====== 読解文
ある意味最悪な演技順。けれども内村はさすがだった。H難度の「ブレットシュナイダー」を予選と決勝の2回連続で完璧に決めたのである。冒頭に述べたように結果はぶっちぎりの種目別優勝だった。
「この1年はかなり多くのことを経験できましたね。全日本選手権では、6種目でなく鉄棒だけの演技でも、同じ組に1人しかいなくてもできましたし、11月には偽陽性のこともあって2日間何も練習できない状況からあれだけの試合をできたことも良かった。五輪に向けて、経験しなければいけないことを全部経験できたかなと思います。もはやどんな状況でもできるというくらいになっています」
「どうやったら出来るか」へ考えを変えてほしい
11月の国際大会の閉会式では、日本・中国・ロシア・アメリカの30選手を代表して挨拶の場に立ち、逆風を覚悟で「東京五輪を『出来ない』ではなく、『どうやったら出来るか』へ考えを変えてほしい」と訴え、リーダーシップを見せた。
============
====== 抽出情報
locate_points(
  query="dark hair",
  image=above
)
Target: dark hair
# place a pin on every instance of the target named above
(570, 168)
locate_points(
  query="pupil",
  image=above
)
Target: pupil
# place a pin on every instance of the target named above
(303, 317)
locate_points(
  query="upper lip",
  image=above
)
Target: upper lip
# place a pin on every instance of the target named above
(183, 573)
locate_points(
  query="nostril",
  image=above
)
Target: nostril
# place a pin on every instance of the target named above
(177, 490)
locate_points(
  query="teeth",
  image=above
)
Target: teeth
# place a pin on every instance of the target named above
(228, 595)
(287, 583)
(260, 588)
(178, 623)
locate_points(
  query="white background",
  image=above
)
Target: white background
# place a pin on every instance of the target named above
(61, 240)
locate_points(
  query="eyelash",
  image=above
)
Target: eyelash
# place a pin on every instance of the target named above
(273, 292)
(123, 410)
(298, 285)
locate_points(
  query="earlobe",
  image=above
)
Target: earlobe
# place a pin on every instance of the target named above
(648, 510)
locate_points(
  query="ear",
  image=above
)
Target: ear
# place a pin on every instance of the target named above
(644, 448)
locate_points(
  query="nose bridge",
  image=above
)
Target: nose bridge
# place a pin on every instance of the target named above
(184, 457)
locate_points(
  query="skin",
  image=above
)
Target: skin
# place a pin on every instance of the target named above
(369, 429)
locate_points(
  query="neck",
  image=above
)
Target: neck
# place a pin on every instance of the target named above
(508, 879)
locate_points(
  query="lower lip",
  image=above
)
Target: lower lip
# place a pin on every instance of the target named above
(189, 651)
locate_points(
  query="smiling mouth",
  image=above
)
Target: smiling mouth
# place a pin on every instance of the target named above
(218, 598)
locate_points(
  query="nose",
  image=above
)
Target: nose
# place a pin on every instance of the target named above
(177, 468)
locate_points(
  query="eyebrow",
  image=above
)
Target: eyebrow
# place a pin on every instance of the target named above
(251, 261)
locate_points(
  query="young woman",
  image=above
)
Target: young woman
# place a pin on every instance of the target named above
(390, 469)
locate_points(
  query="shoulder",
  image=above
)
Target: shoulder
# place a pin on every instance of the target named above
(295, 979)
============
課題
[a] 内村の記事で、内村が予選と決勝の2回連続で完璧に決めたH難度の技は何か。
[b] 内村の記事を、最後の文のあとから書き継いでください。

解答
[a] 「ブレットシュナイダー」である。

[b]
12月の全日本選手権で見せた完璧な演技は、内村が21年春に行なわれる東京五輪代表選考に向けて万全な状態でスタートラインに立ったことを示すものとなった。
「試すことはもう終わった。あとは精度を高めていく段階です」
苦しみ、悩み、重い決断をし、コントロールの及ばない事象と向き合い、トップアスリートとして何をすべきかを真摯に考えた1年。内村の体操備忘録には多くのことが書き込まれた。